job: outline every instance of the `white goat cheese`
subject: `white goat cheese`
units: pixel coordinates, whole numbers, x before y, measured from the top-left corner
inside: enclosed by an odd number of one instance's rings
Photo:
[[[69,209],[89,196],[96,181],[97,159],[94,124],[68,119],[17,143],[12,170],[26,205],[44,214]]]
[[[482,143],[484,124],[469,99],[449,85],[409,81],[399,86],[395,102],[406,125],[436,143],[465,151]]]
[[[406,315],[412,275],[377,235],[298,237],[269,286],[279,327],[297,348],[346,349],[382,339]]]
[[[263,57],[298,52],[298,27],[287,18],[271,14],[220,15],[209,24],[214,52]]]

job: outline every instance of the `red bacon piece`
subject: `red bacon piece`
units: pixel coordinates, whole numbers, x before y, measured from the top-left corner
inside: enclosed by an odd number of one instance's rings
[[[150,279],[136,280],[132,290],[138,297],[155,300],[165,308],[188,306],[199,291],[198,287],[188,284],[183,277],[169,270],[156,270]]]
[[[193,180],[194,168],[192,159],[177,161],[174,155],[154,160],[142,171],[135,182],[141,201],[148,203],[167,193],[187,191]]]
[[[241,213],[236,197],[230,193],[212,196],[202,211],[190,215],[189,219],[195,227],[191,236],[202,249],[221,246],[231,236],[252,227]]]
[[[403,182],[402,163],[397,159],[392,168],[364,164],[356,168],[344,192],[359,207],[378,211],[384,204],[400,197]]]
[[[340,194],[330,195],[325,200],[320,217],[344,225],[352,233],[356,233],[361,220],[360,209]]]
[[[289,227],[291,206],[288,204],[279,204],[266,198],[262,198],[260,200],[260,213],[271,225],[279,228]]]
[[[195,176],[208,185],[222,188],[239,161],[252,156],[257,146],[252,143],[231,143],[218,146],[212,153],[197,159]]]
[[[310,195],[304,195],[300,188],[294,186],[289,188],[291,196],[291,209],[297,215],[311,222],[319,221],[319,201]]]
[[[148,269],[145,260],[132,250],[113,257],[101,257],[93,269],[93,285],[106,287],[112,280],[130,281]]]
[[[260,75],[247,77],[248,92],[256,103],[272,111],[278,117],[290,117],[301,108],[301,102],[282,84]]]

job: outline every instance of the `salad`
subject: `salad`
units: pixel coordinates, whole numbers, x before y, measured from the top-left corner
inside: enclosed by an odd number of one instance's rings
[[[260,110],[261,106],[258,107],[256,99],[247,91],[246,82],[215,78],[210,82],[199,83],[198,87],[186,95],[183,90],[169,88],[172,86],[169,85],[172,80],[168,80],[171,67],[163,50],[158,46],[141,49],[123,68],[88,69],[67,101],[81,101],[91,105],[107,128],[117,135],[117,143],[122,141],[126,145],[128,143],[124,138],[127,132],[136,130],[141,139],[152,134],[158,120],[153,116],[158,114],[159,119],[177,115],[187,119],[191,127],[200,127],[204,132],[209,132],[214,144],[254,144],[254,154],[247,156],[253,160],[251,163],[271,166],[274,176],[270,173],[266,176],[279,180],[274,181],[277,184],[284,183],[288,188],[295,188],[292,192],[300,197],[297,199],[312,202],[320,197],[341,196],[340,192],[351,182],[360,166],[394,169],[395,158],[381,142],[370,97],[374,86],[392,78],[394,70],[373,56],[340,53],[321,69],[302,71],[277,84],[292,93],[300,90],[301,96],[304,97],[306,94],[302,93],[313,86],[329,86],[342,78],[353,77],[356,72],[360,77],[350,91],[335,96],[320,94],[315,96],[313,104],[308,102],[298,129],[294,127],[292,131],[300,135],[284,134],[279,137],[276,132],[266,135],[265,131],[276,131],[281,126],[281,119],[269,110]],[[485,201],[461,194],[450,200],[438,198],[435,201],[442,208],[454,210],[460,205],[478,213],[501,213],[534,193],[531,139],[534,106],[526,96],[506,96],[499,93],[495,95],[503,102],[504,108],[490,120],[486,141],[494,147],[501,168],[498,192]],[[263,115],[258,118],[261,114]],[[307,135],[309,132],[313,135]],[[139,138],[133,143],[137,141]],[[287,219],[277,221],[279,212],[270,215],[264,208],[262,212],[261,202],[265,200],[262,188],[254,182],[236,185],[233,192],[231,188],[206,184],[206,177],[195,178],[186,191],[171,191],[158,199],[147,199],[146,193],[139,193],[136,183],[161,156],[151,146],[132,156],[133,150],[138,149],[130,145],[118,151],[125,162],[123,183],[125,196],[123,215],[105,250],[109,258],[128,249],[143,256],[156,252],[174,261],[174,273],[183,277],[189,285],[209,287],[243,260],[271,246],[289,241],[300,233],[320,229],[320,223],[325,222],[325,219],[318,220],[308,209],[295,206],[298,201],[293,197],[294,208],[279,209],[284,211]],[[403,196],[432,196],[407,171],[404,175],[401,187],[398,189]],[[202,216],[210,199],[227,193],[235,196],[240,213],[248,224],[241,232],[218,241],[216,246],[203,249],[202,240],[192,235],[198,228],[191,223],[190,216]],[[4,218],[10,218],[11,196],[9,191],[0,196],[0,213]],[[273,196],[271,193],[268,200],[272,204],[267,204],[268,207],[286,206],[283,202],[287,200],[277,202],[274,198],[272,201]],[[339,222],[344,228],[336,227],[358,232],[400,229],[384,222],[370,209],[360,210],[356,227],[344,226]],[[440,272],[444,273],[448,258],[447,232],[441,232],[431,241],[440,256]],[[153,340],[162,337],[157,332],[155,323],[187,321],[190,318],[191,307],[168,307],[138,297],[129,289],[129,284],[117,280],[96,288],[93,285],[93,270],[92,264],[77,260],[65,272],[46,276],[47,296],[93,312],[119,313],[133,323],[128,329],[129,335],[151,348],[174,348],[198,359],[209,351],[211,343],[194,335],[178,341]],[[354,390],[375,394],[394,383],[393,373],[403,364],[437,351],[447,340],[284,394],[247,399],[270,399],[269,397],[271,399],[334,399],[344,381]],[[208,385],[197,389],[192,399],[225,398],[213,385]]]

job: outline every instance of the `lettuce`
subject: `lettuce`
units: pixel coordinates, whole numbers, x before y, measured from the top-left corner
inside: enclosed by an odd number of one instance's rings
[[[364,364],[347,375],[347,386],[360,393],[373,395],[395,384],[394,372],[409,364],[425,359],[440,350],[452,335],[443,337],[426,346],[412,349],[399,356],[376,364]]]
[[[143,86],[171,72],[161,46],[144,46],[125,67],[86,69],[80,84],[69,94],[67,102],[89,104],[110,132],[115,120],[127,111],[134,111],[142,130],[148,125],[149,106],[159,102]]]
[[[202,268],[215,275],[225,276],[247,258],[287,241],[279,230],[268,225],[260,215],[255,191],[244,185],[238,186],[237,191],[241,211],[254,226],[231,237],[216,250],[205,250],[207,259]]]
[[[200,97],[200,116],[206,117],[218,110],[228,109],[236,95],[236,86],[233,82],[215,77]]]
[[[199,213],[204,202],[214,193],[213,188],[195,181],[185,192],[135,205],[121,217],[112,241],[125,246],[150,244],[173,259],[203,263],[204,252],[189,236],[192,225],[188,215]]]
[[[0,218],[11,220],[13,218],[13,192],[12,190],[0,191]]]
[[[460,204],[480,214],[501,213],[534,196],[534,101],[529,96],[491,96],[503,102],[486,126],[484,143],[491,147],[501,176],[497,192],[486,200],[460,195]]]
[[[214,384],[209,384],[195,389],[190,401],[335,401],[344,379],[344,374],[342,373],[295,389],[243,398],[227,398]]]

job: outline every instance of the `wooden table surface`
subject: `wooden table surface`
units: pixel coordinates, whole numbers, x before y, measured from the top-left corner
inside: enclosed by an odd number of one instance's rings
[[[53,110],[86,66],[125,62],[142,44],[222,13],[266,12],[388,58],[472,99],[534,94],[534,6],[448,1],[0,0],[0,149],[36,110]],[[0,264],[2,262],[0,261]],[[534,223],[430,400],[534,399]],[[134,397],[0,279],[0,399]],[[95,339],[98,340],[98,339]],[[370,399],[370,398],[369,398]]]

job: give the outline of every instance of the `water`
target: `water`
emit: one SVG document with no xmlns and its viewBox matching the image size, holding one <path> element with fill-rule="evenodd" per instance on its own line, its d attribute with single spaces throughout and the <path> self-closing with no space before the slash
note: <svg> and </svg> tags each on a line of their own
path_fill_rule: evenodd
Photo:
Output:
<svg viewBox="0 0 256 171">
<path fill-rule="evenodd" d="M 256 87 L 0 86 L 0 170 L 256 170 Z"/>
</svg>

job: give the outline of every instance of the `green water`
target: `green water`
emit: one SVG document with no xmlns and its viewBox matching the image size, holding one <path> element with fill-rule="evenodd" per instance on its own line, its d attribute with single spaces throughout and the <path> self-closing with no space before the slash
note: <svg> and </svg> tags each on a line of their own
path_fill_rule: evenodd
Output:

### TASK REQUIREMENTS:
Pull out every line of the material above that contains the string "piece", and count only matches with the same case.

### CORRECT OUTPUT:
job: outline every instance of the `red bacon piece`
subject: `red bacon piece`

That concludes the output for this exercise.